Required task >> Reproduce every one of the records below word for word, leaving the pictures out of your answer.

Data provided >>

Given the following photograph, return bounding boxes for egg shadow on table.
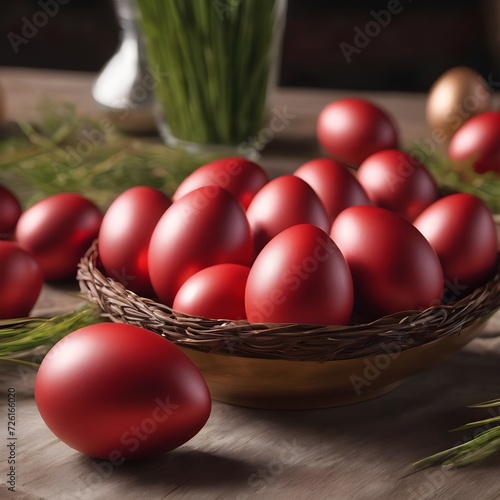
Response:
[78,447,259,487]
[229,352,500,459]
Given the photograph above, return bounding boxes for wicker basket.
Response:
[78,243,500,409]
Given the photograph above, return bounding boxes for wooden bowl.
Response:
[78,245,500,410]
[181,319,486,410]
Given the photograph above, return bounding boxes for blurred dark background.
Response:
[0,0,500,91]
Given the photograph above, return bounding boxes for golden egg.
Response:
[426,66,493,142]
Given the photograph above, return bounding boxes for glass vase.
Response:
[136,0,287,157]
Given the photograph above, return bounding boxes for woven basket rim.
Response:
[77,240,500,361]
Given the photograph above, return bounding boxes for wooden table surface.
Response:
[0,68,500,500]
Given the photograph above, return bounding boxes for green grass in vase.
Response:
[137,0,275,145]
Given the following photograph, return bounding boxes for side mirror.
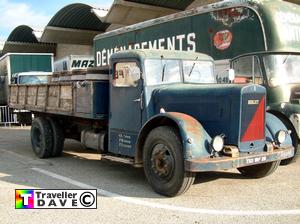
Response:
[269,77,280,87]
[228,68,235,82]
[130,66,141,82]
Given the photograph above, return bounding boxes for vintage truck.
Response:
[10,50,294,196]
[95,0,300,163]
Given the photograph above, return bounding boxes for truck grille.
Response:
[240,94,266,145]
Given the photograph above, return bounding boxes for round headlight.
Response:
[277,130,286,144]
[211,135,224,152]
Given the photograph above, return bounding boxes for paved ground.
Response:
[0,128,300,224]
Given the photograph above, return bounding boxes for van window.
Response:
[112,62,141,87]
[232,56,263,84]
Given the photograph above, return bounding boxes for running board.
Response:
[101,154,143,168]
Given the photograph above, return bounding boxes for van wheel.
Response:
[47,117,65,157]
[238,160,280,178]
[30,117,53,159]
[143,126,195,197]
[280,120,299,165]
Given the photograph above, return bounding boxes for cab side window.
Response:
[112,62,141,87]
[232,56,263,84]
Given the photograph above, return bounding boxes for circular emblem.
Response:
[214,30,233,50]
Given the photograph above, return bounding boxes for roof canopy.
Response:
[125,0,194,10]
[1,25,56,54]
[41,3,110,45]
[7,25,38,43]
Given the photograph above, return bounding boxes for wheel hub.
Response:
[151,144,174,178]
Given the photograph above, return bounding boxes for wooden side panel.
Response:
[59,85,73,111]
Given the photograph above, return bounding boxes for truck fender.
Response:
[266,112,292,146]
[135,112,212,163]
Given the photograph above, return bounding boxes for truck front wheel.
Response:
[143,126,195,197]
[238,160,280,178]
[30,117,53,159]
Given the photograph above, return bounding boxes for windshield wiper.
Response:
[282,54,291,65]
[188,57,198,77]
[161,64,166,82]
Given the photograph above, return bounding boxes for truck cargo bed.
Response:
[9,81,109,119]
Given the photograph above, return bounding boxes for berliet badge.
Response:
[248,100,259,105]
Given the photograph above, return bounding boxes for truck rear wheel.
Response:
[47,117,65,157]
[143,126,195,197]
[238,160,280,178]
[30,117,53,159]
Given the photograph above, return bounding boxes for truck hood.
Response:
[152,84,266,152]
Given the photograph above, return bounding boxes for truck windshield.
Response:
[145,59,215,86]
[182,61,216,83]
[264,54,300,86]
[19,75,48,84]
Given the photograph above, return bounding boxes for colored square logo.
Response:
[15,189,34,209]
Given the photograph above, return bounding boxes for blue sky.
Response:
[0,0,113,42]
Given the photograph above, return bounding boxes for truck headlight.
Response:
[276,130,286,144]
[211,135,224,152]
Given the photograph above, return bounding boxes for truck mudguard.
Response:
[266,112,292,146]
[136,112,212,163]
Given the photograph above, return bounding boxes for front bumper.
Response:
[185,146,294,172]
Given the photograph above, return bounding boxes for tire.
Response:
[30,117,53,159]
[238,160,280,178]
[278,117,299,166]
[47,117,65,157]
[143,126,195,197]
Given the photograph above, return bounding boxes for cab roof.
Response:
[111,49,213,61]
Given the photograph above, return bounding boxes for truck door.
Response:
[109,61,143,156]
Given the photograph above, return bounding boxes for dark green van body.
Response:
[94,0,300,138]
[0,53,53,105]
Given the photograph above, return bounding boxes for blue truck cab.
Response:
[109,50,293,195]
[10,50,294,196]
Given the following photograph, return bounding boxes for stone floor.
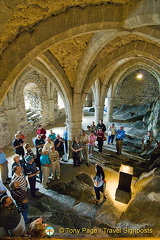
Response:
[0,115,149,238]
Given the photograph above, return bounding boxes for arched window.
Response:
[23,83,42,123]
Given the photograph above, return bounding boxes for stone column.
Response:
[106,97,113,122]
[5,108,19,140]
[66,121,82,157]
[94,104,104,124]
[48,99,55,124]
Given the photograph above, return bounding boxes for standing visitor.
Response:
[26,156,40,198]
[43,137,54,152]
[97,119,106,132]
[89,131,97,156]
[63,127,68,153]
[9,181,29,223]
[12,133,24,159]
[40,149,51,188]
[36,125,46,139]
[91,164,106,205]
[71,137,83,167]
[0,147,8,184]
[80,130,89,167]
[49,147,60,180]
[116,126,125,155]
[97,128,104,152]
[108,123,116,145]
[48,129,56,142]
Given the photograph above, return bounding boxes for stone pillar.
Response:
[94,104,104,124]
[66,121,82,157]
[5,108,19,140]
[48,99,55,124]
[85,93,92,107]
[106,97,113,122]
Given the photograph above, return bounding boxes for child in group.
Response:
[49,147,60,180]
[89,131,97,156]
[24,143,35,158]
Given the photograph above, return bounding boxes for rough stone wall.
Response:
[0,71,65,147]
[114,70,159,107]
[0,105,11,147]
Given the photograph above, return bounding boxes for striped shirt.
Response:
[11,173,27,191]
[10,188,27,203]
[49,151,59,162]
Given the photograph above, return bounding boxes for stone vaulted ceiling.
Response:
[0,0,160,101]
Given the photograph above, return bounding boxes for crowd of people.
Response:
[0,120,159,236]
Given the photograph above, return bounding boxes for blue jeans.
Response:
[17,203,29,223]
[108,135,115,143]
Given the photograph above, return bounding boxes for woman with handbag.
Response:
[91,164,106,205]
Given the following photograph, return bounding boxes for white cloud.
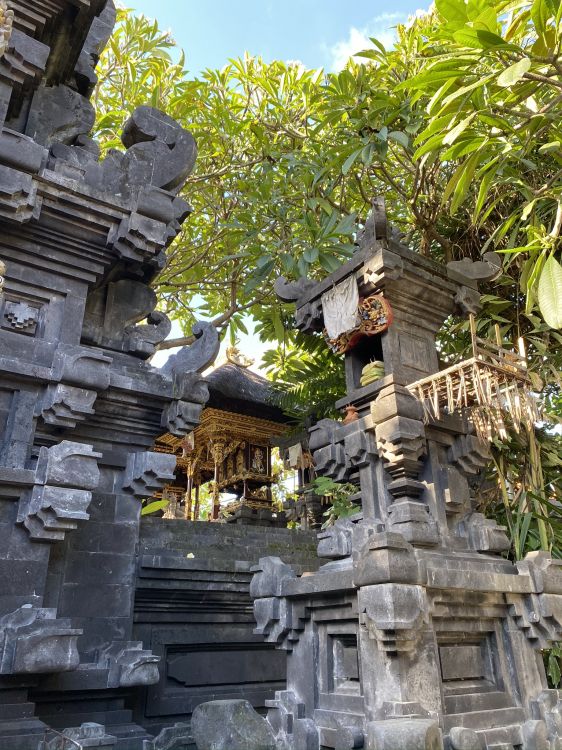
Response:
[328,8,427,71]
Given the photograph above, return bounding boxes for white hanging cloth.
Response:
[289,443,303,469]
[322,276,359,339]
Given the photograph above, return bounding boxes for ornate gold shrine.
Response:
[155,408,287,520]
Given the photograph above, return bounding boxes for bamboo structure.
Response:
[407,315,540,440]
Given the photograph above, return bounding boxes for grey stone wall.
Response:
[129,518,318,733]
[0,0,218,750]
[250,205,562,750]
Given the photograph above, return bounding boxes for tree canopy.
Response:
[95,0,562,554]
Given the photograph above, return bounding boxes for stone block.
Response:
[191,700,276,750]
[365,719,443,750]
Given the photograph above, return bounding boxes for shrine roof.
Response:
[205,362,290,424]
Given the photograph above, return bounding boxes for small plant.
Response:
[310,477,361,529]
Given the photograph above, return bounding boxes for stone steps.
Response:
[443,707,526,741]
[139,518,318,569]
[445,690,513,714]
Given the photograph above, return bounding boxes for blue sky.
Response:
[127,0,429,73]
[121,0,429,370]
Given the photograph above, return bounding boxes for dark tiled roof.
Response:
[205,362,289,423]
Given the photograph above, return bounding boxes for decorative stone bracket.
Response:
[0,605,83,675]
[250,557,307,651]
[99,641,160,687]
[38,344,111,429]
[358,583,429,655]
[371,383,439,545]
[122,451,176,500]
[18,440,102,541]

Answer to this exercise >>
Given the following photograph, return bounding boxes for egg shadow on table.
Response:
[78,447,259,487]
[229,352,500,459]
Given the photograph above, return bounding boxes for wicker basket.
Response:
[78,243,500,409]
Given the photograph above, return bounding boxes for wooden bowl.
Response:
[78,245,500,410]
[181,319,486,410]
Given the photograph above, return bounding boxes for blurred dark background.
Response:
[0,0,500,91]
Given the photograph above, return bounding boxes for golden egg.
Response:
[426,66,493,142]
Given the photograph above, return bounding boxes for glass vase.
Response:
[136,0,287,157]
Given the photograph above, return bounding boxes for woven basket rim.
Response:
[77,240,500,361]
Given the photograph above, return bounding boxes for wooden table surface.
Response:
[0,68,500,500]
Given the photograph above, return bounding boxes for green grass in vase.
Response:
[137,0,275,145]
Given the following photograph, return bounding boxes for side mirror.
Response:
[269,77,280,87]
[228,68,235,82]
[130,66,141,82]
Given the photograph above, return bounding boxes for vintage truck.
Response:
[10,50,294,196]
[95,0,300,163]
Given the photograph above, return bounding boxes for truck grille.
Response:
[240,94,266,145]
Given the photograph above, return bounding boxes for round headlight.
Response:
[277,130,286,144]
[211,135,224,152]
Given the photograph above, return bounding boxes for paved ground.
Response:
[0,128,300,224]
Given the photograph above, return bounding boxes for van window.
Response:
[112,62,141,87]
[232,56,263,84]
Given the photograph above, return bounding boxes for running board.
Response:
[101,154,143,168]
Given the photograph above, return bounding boxes for van wheel.
Response:
[47,117,65,157]
[238,160,280,178]
[30,117,53,159]
[143,126,195,197]
[280,120,299,165]
Given the photograph above, return bounding boxes for cab side window.
Response:
[112,62,141,87]
[232,56,263,84]
Given the photograph above, return bounding boxes for circular emblem.
Response:
[214,30,233,50]
Given the photograph above, return bounding boxes for roof canopy.
Response:
[125,0,194,10]
[1,25,56,54]
[41,3,110,45]
[7,25,38,43]
Given the photograph above, return bounding boxes for wheel hub.
Response:
[151,144,174,178]
Given the photograph above, return bounding boxes for wooden side panel.
Response:
[59,85,73,111]
Given the photograph above, return bounding boxes for truck fender.
Response:
[266,112,292,146]
[135,112,212,163]
Given the photograph above, return bounding boxes for truck front wheel.
Response:
[143,126,195,197]
[238,160,280,178]
[30,117,53,159]
Given the photograph above, return bounding boxes for windshield wiper.
Response:
[282,54,291,65]
[188,57,198,77]
[161,64,166,82]
Given the photograph above, return bounding boxes for truck cargo bed.
Response:
[9,81,109,119]
Given the photograph above, return bounding boxes for berliet badge.
Response:
[248,100,259,105]
Given the photograph above, return bounding boxes for truck rear wheel.
Response:
[47,117,65,157]
[143,126,195,197]
[238,160,280,178]
[30,117,53,159]
Given the photograph above, return bounding boxes for truck hood.
Response:
[152,84,266,152]
Given the photograph above, return bounding boxes for truck windshield.
Response:
[145,59,215,86]
[182,61,216,83]
[264,54,300,86]
[19,75,48,84]
Given the photograph above, return bounding boxes for colored square logo.
Response:
[15,189,34,209]
Given the photograph above, return bounding boxes for blue sky.
Response:
[0,0,113,42]
Given the photograph above, return bounding boxes for truck headlight.
Response:
[276,130,286,144]
[211,135,224,152]
Given the photograph above, return bounding boxes for truck mudguard.
Response:
[266,112,292,146]
[136,112,212,163]
Given the photograph above, return bounding boxes for front bumper.
Response:
[185,146,294,172]
Given the photograph above, return bounding boxes for tire.
Response:
[30,117,53,159]
[238,160,280,178]
[278,117,299,166]
[47,117,65,157]
[143,126,195,197]
Given the photograph above, return bounding boxes for cab roof.
Response:
[111,49,213,61]
Given the photograph above, return bounding boxes for truck door.
Response:
[109,61,143,156]
Given the photograph above, return bounding boxes for dark green van body.
Response:
[94,0,300,138]
[0,53,53,105]
Given the photograph above, return bounding boxes for blue truck cab.
Response:
[109,50,293,195]
[10,50,294,196]
Given the following photograph, return bounding boxes for stone floor.
Response:
[0,115,149,238]
Given the photograph above, return bounding boxes for arched window.
Response:
[23,83,42,123]
Given the photograph above, return bounding boxes for stone column.
Response:
[106,97,113,122]
[5,108,19,140]
[66,121,82,157]
[94,104,104,124]
[48,99,55,124]
Given the photograph above, return bounding boxes for standing visitor.
Response:
[26,156,40,198]
[43,137,54,152]
[97,119,106,132]
[89,131,97,156]
[63,127,68,153]
[9,181,29,223]
[12,133,24,159]
[40,149,51,188]
[36,125,46,139]
[91,164,106,205]
[71,137,83,167]
[0,147,8,184]
[80,130,89,167]
[49,147,60,180]
[116,126,125,155]
[97,128,104,152]
[108,123,116,145]
[48,129,56,142]
Given the photograph above, return bounding boxes for stone pillar.
Response:
[94,104,104,124]
[66,121,82,157]
[5,108,19,140]
[48,99,55,124]
[85,93,92,107]
[106,97,113,122]
Given the photograph above, return bounding boxes for child in group.
Response:
[49,147,60,180]
[89,131,97,156]
[24,143,35,158]
Given the photograph above, return bounding boxes for rough stone wall.
Response:
[0,71,65,147]
[114,70,159,107]
[0,105,11,147]
Given the photograph above, return bounding boxes for striped shirt.
Response:
[11,173,27,191]
[10,188,27,203]
[49,151,59,162]
Given the photograph above, return bounding boxes for stone vaulted ceiling.
Response:
[0,0,160,101]
Given the photograph above, return bounding boxes for crowd of people.
Response:
[0,120,159,236]
Given the photograph above, return bounding boxes for blue jeans.
Response:
[17,203,29,223]
[108,135,115,143]
Given the photograph above, return bounding boxes for woman with handbag.
Response:
[91,164,106,205]
Given the following photograph, return bounding boxes for white cloud.
Response:
[328,8,427,71]
Given the photograph above, return bounding boxes for white hanging cloth.
Response:
[289,443,303,469]
[322,276,359,339]
Given the photograph above, return bounding boxes for ornate gold shrine.
Response:
[155,408,287,520]
Given the photograph above, return bounding boxes for bamboo structure.
Response:
[407,315,540,440]
Given the photograph above, return bounding boxes for grey stone wall.
Response:
[129,518,318,733]
[0,0,218,750]
[250,205,562,750]
Given the photograph above, return bounding boxes for tree canopy.
Response:
[95,0,562,554]
Given the photograph above, return bounding boxes for stone block.
Response:
[191,700,276,750]
[365,719,443,750]
Given the photograph above, return bounding boxes for shrine roof.
Response:
[205,362,290,424]
Given the photograph above, return bounding boxes for small plant.
Response:
[310,477,361,529]
Given the photograph above, return bounding boxes for stone steps.
Response:
[443,707,526,741]
[139,518,318,569]
[445,690,513,714]
Given the photograph above, return bounding boxes for blue sky.
Response:
[127,0,429,73]
[121,0,429,370]
Given the photograph above, return bounding boxes for dark tiled roof.
Response:
[205,362,289,423]
Given the photograph above, return bounding boxes for decorative stone bracket.
Response:
[0,605,83,675]
[250,557,307,651]
[99,641,160,687]
[38,344,111,429]
[358,583,429,655]
[371,383,439,545]
[122,451,176,500]
[18,440,102,541]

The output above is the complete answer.